-- Start of DATA --

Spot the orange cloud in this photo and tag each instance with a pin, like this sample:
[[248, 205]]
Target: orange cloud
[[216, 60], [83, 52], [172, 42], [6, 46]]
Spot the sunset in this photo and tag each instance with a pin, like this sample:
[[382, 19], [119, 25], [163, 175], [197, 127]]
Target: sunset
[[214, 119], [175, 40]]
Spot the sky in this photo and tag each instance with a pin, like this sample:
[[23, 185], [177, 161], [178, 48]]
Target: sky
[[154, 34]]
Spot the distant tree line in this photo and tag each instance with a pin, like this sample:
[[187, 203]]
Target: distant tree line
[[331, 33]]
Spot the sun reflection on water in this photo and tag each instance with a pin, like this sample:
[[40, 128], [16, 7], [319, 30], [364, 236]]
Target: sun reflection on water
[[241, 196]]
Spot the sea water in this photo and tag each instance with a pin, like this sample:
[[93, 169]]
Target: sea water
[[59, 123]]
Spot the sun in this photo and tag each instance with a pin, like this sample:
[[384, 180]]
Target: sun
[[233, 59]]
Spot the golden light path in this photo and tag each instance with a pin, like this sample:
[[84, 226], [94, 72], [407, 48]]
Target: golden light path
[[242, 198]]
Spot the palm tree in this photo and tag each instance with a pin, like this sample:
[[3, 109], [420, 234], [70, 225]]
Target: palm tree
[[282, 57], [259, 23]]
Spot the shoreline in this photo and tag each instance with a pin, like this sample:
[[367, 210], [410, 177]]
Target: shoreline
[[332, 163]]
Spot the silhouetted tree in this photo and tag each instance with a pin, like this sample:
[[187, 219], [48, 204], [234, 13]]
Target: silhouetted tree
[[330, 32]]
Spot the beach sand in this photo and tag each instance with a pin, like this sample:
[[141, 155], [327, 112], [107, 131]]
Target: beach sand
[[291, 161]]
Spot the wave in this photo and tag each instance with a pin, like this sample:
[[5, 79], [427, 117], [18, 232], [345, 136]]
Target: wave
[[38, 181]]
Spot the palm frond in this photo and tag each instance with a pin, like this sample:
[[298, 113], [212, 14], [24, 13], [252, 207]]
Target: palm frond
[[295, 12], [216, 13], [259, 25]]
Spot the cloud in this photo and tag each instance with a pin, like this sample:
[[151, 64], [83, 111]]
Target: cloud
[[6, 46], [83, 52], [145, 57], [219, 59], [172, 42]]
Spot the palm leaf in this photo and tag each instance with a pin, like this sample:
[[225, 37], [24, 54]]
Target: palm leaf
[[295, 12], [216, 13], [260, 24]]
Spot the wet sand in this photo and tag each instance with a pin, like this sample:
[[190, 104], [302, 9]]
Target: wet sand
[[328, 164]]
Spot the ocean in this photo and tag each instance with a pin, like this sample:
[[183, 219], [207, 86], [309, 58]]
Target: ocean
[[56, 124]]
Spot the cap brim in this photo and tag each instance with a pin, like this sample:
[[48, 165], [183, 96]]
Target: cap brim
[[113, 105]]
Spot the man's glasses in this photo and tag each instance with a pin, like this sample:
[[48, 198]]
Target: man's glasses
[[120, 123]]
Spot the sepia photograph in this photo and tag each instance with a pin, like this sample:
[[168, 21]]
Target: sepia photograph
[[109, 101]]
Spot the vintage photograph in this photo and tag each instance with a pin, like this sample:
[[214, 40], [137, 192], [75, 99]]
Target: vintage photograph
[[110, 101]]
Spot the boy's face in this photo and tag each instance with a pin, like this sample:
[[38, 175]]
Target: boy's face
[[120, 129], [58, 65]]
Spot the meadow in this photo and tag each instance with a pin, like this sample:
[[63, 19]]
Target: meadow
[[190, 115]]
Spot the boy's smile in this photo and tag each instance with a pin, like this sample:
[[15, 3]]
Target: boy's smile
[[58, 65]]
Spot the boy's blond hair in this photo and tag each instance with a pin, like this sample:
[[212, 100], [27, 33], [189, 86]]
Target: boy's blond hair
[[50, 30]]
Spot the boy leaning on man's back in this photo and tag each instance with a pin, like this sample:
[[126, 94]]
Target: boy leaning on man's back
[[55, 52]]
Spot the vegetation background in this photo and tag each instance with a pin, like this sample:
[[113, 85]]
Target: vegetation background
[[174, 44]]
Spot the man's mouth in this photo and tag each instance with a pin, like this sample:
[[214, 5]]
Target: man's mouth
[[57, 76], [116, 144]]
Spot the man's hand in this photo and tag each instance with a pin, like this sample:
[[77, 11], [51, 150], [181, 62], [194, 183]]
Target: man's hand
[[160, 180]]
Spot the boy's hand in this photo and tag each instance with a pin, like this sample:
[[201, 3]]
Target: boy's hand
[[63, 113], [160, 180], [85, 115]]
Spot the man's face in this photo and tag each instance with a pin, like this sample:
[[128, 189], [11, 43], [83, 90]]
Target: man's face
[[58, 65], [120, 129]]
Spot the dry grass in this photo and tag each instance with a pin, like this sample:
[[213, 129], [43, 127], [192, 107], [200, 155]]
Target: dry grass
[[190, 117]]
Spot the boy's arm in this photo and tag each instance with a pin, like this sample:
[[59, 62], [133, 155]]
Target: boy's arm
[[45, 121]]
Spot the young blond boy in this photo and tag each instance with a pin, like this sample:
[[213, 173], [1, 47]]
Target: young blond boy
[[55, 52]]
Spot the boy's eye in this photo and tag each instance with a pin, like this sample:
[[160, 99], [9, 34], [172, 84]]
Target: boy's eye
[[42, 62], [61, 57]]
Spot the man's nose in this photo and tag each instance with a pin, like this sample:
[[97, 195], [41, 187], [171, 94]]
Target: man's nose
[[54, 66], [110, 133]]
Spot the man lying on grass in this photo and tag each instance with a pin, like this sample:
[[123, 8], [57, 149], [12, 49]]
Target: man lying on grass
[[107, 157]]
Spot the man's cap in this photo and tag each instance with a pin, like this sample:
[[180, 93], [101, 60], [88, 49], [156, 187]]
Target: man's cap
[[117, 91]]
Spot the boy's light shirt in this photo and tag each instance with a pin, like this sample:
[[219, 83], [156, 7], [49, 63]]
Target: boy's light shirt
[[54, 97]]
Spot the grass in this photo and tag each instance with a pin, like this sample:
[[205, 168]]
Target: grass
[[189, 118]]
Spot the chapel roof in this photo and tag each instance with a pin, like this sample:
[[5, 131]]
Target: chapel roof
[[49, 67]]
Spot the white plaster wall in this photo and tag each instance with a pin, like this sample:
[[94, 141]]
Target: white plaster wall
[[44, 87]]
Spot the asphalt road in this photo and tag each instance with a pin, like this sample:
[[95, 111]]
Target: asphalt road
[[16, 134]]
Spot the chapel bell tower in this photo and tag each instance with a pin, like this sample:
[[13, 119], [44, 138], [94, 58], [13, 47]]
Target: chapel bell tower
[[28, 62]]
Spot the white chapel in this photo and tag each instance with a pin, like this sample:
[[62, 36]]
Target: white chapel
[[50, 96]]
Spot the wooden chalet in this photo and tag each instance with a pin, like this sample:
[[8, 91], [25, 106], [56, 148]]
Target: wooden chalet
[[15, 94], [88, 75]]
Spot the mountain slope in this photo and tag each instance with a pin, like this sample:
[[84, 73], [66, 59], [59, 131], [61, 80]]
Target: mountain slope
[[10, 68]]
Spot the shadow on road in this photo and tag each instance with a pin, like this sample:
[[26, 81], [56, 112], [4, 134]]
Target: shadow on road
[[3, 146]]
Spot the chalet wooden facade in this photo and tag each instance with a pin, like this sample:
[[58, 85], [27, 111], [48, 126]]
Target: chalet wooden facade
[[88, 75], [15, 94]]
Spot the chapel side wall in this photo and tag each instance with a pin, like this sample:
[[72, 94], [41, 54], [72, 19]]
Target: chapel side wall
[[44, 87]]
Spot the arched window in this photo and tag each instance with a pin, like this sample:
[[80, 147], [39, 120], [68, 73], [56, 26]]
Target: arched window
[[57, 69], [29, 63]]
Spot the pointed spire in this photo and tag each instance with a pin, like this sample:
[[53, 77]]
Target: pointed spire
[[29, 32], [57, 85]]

-- End of DATA --

Reproduce the listing above word for word, starting at the line that contains "Spot the boy's hand" and stopping after the line that contains "[[45, 121]]".

Spot the boy's hand in this photo and tag each instance with a pin, like this sample:
[[201, 3]]
Target: boy's hand
[[63, 113], [160, 180], [85, 115]]
Spot the man's face in this photo and tag each instance with a pin, like this sample:
[[128, 189], [11, 43], [83, 90]]
Target: man's face
[[58, 65], [120, 129]]
Spot the dry grass in this photo and tag each instance with a pin, like this sample:
[[213, 129], [43, 127], [192, 107], [200, 155]]
Target: dry grass
[[190, 117]]
Spot the boy's arm in this photo and tag each instance with a pin, like this sample:
[[59, 62], [133, 155]]
Target: boy's arm
[[45, 121]]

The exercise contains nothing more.